----- Given passage

A “Lightning Strike” in the History of Atlanta’s Affordable Housing Development: Revisiting the 1990 Imperial Hotel Occupation


At 4:00 a.m. on June 18, 1990, eight activists from People for Urban Justice (PUJ) broke into the abandoned Imperial Hotel at the corner of Peachtree Street and Ralph McGill Boulevard in downtown Atlanta.

With a commitment to taking their Christian and civil rights era-inspired beliefs to the streets, the activists unfurled a banner from the top floor windows at 11:00 a.m. with the message “House the Homeless Here!” 1 They expected to be removed and arrested by noon, but police, city officials, and the hotel’s owner, noted Atlanta architect John Portman, had simply let them be. Portman would have had to file criminal trespass charges against the occupants for the police to remove them, but he declined to do so, likely because he did not want negative publicity.

PUJ decided to remain in the hotel until their demands for affordable housing were met or until they were forcibly removed. In the meantime, they opened the hotel to homeless people, and they all stayed through the night. That one night became the sixteen nights of the occupation of the Imperial Hotel. When reflecting on the place of this occupation in the history of activism in Atlanta, Charles Steffen characterized this street action as a social movement “without precedent” and “one of the most dramatic street actions in Atlanta since the student-led civil rights protests of the 1960s.” 2

In my book Raising Our Voices, Breaking the Chain: The Imperial Hotel Occupation as Prophetic Politics (Open Door Community Press, 2016), I document the dramatic events that occurred during those sixteen remarkable days in June 1990, primarily from the perspective of PUJ activists and those aligned with their interests. 3

I also demonstrate how this event spurred affordable housing development in the 1990s and beyond, including the renovation of the Imperial Hotel itself into affordable housing in 1996 by Progressive Redevelopment, and its more recent renovation in 2014 by Columbia Residential and National Church Residences. This more recent redevelopment came about after a cascade of events following the recession that began in 2008 left Progressive Redevelopment financially vulnerable; moreover, the hotel needed significant repairs. In 2012, Columbia Residential and National Church Residences purchased the hotel and began renovations. In 2014, the hotel reopened once again as affordable housing stock.

Banner on the hotel on first day of the action. Photo courtesy of the Open Door Community.
Jo Ann Geary, Murphy Davis, Eduard Loring, and Carol Schlicksup on the first day of the action. Photo courtesy of the Open Door Community.

----------
----- Records supplied

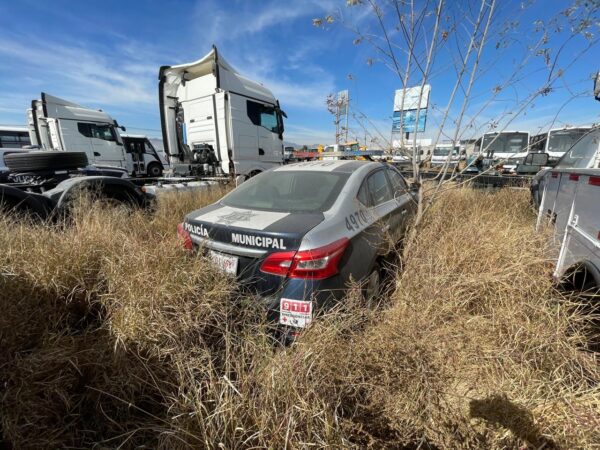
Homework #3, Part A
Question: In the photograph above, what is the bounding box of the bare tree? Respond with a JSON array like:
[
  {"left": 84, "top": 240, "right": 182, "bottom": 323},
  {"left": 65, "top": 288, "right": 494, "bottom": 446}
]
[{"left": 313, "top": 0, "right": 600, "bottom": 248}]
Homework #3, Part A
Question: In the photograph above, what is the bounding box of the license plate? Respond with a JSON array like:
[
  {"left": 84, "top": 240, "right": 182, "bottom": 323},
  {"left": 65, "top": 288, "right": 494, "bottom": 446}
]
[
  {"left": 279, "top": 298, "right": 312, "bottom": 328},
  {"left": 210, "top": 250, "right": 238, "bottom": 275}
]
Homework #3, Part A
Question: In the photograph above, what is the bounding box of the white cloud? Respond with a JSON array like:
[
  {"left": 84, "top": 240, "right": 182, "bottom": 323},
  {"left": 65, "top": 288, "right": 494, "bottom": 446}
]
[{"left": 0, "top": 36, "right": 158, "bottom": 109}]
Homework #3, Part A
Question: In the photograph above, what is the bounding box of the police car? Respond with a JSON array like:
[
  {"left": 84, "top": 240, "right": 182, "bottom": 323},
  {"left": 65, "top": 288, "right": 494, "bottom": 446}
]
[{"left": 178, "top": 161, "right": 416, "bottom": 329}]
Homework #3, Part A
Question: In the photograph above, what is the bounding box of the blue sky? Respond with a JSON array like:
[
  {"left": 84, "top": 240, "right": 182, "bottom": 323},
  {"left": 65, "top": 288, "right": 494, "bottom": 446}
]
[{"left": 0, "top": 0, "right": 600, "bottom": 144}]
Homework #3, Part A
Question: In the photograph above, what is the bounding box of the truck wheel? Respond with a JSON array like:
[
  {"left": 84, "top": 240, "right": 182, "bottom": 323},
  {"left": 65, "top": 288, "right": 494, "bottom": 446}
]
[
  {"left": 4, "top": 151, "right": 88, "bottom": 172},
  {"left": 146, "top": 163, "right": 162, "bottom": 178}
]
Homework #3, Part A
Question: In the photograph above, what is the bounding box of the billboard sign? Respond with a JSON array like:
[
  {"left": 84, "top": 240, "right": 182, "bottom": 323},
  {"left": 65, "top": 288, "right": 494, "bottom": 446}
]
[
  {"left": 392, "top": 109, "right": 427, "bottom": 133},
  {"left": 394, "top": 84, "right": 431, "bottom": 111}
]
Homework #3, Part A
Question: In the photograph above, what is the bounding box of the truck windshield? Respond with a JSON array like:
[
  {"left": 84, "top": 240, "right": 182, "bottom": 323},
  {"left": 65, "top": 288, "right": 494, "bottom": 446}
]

----------
----- Records supplied

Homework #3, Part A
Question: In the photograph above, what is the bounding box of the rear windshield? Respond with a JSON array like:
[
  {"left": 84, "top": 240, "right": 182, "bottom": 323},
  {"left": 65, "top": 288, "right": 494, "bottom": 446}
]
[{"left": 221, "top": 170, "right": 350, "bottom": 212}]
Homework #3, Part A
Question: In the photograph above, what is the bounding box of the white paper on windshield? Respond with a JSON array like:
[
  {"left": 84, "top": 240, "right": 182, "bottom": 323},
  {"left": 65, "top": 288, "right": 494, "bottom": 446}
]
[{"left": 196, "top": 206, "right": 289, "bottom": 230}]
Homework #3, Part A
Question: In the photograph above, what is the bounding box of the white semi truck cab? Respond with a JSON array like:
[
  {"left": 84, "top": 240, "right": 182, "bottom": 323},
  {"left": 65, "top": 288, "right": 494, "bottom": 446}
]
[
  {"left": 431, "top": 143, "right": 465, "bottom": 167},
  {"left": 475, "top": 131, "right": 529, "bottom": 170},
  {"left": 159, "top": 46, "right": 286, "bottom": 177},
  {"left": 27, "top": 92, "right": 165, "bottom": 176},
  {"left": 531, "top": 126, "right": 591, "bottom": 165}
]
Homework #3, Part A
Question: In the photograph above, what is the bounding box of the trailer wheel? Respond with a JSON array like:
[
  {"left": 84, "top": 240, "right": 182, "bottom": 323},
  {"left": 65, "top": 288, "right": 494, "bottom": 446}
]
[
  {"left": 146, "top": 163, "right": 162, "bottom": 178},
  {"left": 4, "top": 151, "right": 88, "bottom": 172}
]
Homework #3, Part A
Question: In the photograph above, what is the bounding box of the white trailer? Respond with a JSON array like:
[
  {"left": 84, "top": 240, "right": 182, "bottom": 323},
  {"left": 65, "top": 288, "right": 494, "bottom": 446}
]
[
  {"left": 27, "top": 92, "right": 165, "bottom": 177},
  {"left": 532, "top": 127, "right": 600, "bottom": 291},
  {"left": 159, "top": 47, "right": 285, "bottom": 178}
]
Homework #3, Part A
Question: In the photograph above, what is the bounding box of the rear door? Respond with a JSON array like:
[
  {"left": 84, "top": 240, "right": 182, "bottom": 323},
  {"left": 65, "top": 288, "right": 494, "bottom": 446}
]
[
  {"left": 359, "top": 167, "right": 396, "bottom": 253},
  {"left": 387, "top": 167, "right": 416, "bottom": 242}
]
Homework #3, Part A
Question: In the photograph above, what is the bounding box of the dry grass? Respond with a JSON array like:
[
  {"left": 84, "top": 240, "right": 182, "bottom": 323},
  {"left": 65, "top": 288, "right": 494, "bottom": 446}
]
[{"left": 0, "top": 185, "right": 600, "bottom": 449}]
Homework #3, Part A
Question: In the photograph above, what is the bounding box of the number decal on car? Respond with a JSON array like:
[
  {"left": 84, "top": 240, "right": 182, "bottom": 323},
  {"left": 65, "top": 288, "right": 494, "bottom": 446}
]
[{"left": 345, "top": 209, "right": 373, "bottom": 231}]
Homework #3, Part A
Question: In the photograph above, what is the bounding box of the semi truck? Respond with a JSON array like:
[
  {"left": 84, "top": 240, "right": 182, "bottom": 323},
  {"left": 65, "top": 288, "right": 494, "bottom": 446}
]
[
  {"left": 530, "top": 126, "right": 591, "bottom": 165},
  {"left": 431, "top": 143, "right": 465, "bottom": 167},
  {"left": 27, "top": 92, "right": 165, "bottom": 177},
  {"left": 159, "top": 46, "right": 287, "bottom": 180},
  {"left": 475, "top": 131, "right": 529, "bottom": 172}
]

----------

Copy the Imperial Hotel passage from "At 4:00 a.m." to "want negative publicity.", changing "activists" to "protesters". The items come from a source separate from the Imperial Hotel passage.

At 4:00 a.m. on June 18, 1990, eight protesters from People for Urban Justice (PUJ) broke into the abandoned Imperial Hotel at the corner of Peachtree Street and Ralph McGill Boulevard in downtown Atlanta.

With a commitment to taking their Christian and civil rights era-inspired beliefs to the streets, the protesters unfurled a banner from the top floor windows at 11:00 a.m. with the message “House the Homeless Here!” 1 They expected to be removed and arrested by noon, but police, city officials, and the hotel’s owner, noted Atlanta architect John Portman, had simply let them be. Portman would have had to file criminal trespass charges against the occupants for the police to remove them, but he declined to do so, likely because he did not want negative publicity.